**What you have to do:**
In the passage on textile patterns, what two things does design mean?

** Opening Source document block **

The pattern cannot exist without design. Design means intention and motive. Many of the motives in Oriental textile decorations are suggestive of intention, as is shown by their names. Among Indian patterns we meet with “ripples of silver,” “sunshine and shade,” “pigeon’s eye,” “peacock’s neck,” &c.[96]

Patterns must be classed either by their dates, when ascertained, or according to their style, which must generally be allowed to cover vast areas and periods irregularly drifting down, overlapping, or being absorbed or effaced by the circumstances they have encountered.

** Closing Source document block **
** Opening Provided information block **

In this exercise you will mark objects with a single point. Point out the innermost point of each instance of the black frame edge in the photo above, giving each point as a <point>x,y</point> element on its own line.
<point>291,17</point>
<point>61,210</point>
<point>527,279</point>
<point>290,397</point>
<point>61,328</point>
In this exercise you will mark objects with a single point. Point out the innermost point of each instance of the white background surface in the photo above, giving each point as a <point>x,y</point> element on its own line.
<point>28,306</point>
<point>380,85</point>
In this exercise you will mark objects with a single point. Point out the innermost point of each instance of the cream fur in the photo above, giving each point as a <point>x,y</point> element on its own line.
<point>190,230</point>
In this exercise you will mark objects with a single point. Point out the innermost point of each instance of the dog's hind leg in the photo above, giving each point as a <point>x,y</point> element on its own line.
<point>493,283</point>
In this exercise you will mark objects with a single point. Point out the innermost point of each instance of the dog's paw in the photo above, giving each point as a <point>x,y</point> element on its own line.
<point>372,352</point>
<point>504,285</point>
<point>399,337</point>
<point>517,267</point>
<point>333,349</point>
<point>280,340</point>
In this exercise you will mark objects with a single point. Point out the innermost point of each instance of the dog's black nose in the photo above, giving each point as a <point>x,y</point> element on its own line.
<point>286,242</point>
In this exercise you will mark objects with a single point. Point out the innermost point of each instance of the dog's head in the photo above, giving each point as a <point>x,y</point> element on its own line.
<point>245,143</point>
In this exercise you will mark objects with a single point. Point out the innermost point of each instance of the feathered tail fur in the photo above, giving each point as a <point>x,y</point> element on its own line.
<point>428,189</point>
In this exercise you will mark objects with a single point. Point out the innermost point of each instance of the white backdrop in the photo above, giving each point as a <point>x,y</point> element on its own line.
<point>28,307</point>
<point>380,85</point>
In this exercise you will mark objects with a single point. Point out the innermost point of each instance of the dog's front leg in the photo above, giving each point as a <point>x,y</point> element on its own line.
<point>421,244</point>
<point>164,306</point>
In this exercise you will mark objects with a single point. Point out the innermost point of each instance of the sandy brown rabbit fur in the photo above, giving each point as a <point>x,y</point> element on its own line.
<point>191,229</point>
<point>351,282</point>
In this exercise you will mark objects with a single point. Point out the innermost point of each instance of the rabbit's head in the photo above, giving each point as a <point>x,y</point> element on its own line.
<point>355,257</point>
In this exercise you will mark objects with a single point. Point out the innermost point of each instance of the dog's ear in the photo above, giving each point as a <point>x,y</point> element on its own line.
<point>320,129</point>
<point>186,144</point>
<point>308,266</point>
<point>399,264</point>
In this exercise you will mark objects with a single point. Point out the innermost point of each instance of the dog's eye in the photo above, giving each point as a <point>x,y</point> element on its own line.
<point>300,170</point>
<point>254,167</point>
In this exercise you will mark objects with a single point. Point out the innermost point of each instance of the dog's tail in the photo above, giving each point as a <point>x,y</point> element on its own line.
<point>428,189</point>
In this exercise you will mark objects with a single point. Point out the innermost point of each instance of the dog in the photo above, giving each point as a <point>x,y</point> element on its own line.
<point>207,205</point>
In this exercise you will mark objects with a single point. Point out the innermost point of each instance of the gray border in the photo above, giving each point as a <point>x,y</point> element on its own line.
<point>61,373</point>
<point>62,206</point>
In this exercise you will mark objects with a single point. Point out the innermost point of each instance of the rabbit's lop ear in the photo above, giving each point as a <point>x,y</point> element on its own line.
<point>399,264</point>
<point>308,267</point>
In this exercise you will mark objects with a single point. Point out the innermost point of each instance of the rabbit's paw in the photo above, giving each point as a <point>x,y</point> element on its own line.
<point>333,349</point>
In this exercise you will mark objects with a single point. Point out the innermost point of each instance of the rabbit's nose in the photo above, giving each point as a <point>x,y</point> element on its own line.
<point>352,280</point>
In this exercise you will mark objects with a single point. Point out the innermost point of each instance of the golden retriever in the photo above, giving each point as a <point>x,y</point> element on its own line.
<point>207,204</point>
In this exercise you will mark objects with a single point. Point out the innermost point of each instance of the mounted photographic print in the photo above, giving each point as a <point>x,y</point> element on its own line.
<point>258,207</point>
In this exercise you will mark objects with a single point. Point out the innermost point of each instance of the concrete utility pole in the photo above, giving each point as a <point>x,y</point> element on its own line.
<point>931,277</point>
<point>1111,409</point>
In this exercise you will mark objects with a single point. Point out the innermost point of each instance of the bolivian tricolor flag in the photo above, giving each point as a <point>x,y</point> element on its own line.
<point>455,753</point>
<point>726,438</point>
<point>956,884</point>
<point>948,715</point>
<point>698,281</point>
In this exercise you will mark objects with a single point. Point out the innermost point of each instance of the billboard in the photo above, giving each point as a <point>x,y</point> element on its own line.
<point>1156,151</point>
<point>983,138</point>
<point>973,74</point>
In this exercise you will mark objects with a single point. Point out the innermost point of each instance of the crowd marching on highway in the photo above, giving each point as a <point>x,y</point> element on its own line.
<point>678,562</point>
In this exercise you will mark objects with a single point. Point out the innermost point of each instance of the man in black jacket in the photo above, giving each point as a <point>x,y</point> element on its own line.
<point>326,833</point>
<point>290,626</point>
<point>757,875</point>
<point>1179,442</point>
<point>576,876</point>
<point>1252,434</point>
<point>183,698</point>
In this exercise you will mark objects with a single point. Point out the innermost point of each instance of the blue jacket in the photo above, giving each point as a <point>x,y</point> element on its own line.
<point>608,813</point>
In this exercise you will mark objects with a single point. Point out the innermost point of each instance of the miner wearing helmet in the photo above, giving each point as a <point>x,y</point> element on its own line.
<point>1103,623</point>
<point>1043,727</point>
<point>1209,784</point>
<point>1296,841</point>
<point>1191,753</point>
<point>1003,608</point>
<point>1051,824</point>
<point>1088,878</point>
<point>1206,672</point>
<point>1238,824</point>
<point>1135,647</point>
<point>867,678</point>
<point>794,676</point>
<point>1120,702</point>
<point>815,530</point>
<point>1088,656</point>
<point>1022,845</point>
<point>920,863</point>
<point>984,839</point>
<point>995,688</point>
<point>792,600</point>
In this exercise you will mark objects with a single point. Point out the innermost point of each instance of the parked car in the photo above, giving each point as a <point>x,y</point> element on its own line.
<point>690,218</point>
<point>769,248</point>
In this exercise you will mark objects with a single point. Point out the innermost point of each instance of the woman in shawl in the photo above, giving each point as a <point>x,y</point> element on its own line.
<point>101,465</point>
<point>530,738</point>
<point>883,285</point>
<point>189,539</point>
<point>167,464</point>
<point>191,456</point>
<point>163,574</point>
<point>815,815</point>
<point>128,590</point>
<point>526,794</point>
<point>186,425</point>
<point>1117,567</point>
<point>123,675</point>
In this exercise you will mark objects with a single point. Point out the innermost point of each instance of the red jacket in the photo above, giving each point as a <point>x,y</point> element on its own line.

** Closing Provided information block **

**Answer for this exercise:**
Intention and motive.